━━━ Exercise data

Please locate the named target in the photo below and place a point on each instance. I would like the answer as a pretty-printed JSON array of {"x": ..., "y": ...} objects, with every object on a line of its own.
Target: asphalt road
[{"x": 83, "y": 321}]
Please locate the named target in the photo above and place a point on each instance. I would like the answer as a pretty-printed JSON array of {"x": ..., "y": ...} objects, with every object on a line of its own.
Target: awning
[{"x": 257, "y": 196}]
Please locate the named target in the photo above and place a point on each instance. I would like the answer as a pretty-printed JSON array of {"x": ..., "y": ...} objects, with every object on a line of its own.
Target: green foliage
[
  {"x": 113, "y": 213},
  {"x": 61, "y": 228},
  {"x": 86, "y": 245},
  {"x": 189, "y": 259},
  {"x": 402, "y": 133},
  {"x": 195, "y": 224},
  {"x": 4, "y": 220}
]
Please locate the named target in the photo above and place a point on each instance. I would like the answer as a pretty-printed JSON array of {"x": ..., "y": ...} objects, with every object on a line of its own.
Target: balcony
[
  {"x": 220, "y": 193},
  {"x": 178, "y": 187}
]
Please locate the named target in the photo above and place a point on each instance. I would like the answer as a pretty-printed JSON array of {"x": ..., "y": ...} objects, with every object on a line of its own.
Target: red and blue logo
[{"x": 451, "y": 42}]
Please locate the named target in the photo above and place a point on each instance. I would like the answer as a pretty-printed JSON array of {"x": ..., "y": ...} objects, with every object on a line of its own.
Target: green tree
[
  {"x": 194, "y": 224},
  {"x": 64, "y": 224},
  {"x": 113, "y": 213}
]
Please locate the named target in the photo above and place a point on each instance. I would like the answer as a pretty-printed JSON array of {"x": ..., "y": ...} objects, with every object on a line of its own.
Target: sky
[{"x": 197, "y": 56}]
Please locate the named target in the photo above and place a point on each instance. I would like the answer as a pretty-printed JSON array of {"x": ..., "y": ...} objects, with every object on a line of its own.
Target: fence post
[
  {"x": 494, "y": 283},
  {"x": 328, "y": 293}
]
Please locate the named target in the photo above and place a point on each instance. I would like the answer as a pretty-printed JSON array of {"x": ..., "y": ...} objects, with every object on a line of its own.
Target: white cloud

━━━━━━

Exercise objective - Recopy all the entries faithfully, leaving none out.

Expected answer -
Please locate the named target in the photo below and place a point on each instance. I would like the answer as a pretty-printed JSON array of {"x": ..., "y": ...} objects, with every object on a line of its own.
Target: asphalt road
[{"x": 83, "y": 321}]
Please locate the named target in the photo above and place a point on each instance. I would like the answer as a pretty-printed JSON array of {"x": ..., "y": ...} objects, with every object on a line of its own.
Target: awning
[{"x": 257, "y": 196}]
Please locate the named target in the photo above and place a point on each instance. I would like the answer as a pretty-printed JSON array of {"x": ..., "y": ...} objects, with every object on a line of its own.
Target: green foliage
[
  {"x": 113, "y": 213},
  {"x": 61, "y": 228},
  {"x": 86, "y": 245},
  {"x": 189, "y": 259},
  {"x": 402, "y": 133},
  {"x": 195, "y": 224},
  {"x": 4, "y": 220}
]
Please locate the named target in the photo above and place a point on each instance. I would like the answer as a pretty-printed JSON array of {"x": ..., "y": ...} objects, with every object on a line of its own.
Target: balcony
[
  {"x": 220, "y": 193},
  {"x": 178, "y": 187}
]
Please locate the named target in the photo above and place a point on each instance. I would like the answer as a pretty-printed JSON array of {"x": ..., "y": ...} objects, with every object on a line of its own.
Target: red and blue logo
[{"x": 451, "y": 42}]
Please locate the named target in the photo above and place a point on each instance. I would like the answer as a pretty-printed JSON array of {"x": ..., "y": ...} objects, with every object on a line of its own.
Target: green tree
[
  {"x": 194, "y": 224},
  {"x": 64, "y": 224},
  {"x": 113, "y": 213}
]
Please locate the named target in the photo above and place a point on each instance. I would like the answer as a pretty-printed JSON array of {"x": ..., "y": ...} objects, with every object on a line of its own.
Target: sky
[{"x": 197, "y": 56}]
Please locate the named target in the photo above and place a point on each instance. I would like the answer as a pretty-printed JSON array of {"x": ..., "y": ...} objects, with every object on a line of its own.
Target: fence post
[
  {"x": 494, "y": 283},
  {"x": 328, "y": 293}
]
Please locate the named target in the photo above and place a point on each instance. I would like the answer as a pretty-printed JSON array of {"x": ..., "y": ...} objects, with every object on a line of its own.
Target: white cloud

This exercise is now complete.